---- Görev malzemesi
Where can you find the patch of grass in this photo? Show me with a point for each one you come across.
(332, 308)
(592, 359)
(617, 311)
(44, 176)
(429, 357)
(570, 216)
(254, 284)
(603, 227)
--------
---- Görev malzemesi
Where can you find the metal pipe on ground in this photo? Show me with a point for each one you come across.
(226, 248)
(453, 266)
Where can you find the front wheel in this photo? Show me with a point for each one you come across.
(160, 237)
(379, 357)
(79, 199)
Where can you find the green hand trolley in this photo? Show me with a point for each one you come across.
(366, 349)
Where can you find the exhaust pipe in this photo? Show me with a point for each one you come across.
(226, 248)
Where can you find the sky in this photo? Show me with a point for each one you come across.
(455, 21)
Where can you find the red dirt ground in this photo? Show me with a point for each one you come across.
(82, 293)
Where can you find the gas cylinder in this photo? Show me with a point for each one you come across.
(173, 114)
--------
Yapılacak iş: Yukarıdaki malzemede "come" sözcüğünü içeren her satırı listeleyin. Büyük ve küçük harf ayrımı dikkate alınır.

Yanıt:
Where can you find the patch of grass in this photo? Show me with a point for each one you come across.
Where can you find the metal pipe on ground in this photo? Show me with a point for each one you come across.
Where can you find the front wheel in this photo? Show me with a point for each one you come across.
Where can you find the green hand trolley in this photo? Show me with a point for each one you come across.
Where can you find the exhaust pipe in this photo? Show me with a point for each one you come across.
Where can you find the sky in this photo? Show me with a point for each one you come across.
Where can you find the red dirt ground in this photo? Show me with a point for each one you come across.
Where can you find the gas cylinder in this photo? Show me with a point for each one you come across.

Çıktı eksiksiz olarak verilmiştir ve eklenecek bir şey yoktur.